* Work to be completed
Pick out every row below that contains the string "standing" and copy each of those rows in full. Matching is case-sensitive.
################
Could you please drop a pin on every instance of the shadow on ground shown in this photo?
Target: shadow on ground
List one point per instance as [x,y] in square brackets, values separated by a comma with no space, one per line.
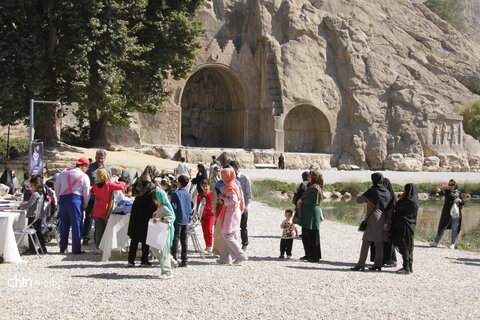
[116,276]
[466,261]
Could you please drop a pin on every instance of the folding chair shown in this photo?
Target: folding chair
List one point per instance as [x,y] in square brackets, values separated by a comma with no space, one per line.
[32,234]
[194,222]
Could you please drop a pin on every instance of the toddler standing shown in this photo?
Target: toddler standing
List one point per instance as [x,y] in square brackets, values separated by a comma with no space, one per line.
[289,232]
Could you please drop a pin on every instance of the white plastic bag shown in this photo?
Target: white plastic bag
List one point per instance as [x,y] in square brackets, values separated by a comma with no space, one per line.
[455,211]
[157,234]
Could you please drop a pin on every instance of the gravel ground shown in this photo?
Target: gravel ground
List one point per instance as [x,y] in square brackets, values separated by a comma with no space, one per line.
[445,284]
[332,176]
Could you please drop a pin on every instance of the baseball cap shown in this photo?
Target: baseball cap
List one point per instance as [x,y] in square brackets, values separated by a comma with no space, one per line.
[83,161]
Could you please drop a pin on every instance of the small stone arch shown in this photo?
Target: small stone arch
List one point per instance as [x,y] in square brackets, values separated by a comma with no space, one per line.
[213,111]
[307,129]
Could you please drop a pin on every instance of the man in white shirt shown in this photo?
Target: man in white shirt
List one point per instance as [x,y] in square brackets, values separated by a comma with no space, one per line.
[183,169]
[247,198]
[73,188]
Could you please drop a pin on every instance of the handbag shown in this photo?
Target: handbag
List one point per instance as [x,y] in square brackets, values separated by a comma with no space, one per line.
[362,226]
[297,218]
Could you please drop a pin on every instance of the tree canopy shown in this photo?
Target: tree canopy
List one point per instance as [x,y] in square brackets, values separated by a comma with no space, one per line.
[109,56]
[449,10]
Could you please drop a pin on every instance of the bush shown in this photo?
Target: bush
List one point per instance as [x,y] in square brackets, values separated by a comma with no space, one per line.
[449,10]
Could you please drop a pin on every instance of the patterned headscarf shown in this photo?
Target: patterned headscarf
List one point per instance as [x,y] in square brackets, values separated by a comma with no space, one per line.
[145,184]
[102,176]
[163,198]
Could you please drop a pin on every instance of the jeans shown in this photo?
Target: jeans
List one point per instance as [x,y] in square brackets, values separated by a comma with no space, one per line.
[88,221]
[132,253]
[455,223]
[243,229]
[182,237]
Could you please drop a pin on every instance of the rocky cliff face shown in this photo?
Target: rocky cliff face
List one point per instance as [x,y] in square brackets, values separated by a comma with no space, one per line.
[375,80]
[390,70]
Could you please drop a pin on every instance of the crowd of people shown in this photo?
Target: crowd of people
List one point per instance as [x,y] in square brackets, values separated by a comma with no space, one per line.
[219,196]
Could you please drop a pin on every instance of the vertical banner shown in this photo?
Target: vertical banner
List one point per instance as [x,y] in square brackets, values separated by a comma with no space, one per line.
[36,162]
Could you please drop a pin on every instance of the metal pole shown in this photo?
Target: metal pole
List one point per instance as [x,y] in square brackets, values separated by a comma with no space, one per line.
[8,143]
[32,130]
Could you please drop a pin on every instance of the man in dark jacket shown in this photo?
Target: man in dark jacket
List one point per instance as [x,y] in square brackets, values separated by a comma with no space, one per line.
[182,205]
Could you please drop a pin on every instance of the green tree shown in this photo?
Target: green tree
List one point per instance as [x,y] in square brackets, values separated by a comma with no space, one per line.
[449,10]
[471,119]
[109,56]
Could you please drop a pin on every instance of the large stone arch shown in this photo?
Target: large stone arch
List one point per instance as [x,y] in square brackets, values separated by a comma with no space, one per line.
[307,129]
[213,111]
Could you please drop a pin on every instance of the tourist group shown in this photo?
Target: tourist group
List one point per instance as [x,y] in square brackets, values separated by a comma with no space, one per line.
[80,199]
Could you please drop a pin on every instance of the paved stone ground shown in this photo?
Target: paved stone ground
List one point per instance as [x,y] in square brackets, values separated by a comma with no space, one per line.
[445,284]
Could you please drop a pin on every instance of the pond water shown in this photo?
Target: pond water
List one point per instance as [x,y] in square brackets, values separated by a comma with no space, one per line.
[427,219]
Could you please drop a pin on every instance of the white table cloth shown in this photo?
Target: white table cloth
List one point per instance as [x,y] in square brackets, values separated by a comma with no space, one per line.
[115,235]
[8,244]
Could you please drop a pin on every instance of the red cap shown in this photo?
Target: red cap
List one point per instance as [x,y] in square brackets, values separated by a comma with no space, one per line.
[83,161]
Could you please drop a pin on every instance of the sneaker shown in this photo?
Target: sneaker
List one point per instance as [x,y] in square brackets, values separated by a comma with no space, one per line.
[166,276]
[183,264]
[240,259]
[402,271]
[390,265]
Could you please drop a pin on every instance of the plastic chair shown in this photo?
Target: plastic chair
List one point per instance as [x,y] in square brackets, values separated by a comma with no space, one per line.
[30,232]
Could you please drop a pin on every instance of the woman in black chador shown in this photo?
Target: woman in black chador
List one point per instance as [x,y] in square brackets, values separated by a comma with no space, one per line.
[448,219]
[142,210]
[404,221]
[377,199]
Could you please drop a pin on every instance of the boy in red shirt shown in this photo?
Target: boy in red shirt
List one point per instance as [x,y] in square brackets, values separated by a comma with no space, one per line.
[103,190]
[206,213]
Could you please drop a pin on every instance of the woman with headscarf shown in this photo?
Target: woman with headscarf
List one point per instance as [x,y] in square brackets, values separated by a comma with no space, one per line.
[404,221]
[7,179]
[229,217]
[164,214]
[311,216]
[103,190]
[142,210]
[201,174]
[377,199]
[389,256]
[447,220]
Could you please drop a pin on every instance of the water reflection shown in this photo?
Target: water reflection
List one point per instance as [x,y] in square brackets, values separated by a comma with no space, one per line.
[427,220]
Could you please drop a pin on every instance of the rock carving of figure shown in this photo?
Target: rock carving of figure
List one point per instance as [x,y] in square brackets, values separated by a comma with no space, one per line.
[436,136]
[454,135]
[446,134]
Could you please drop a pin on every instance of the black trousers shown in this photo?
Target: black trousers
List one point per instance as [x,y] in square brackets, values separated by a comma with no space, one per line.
[180,236]
[286,246]
[406,250]
[389,255]
[243,229]
[311,244]
[38,227]
[87,222]
[133,251]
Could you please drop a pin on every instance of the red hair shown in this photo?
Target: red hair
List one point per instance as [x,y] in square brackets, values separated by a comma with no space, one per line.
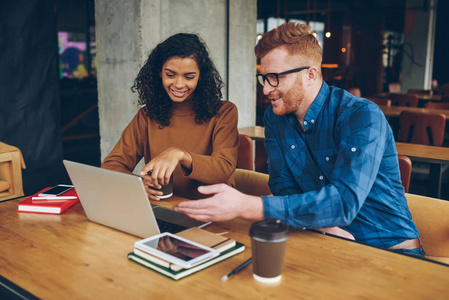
################
* Task result
Could you please drop a pin on every instance of the toddler standing shown in this photo?
Target: toddler standing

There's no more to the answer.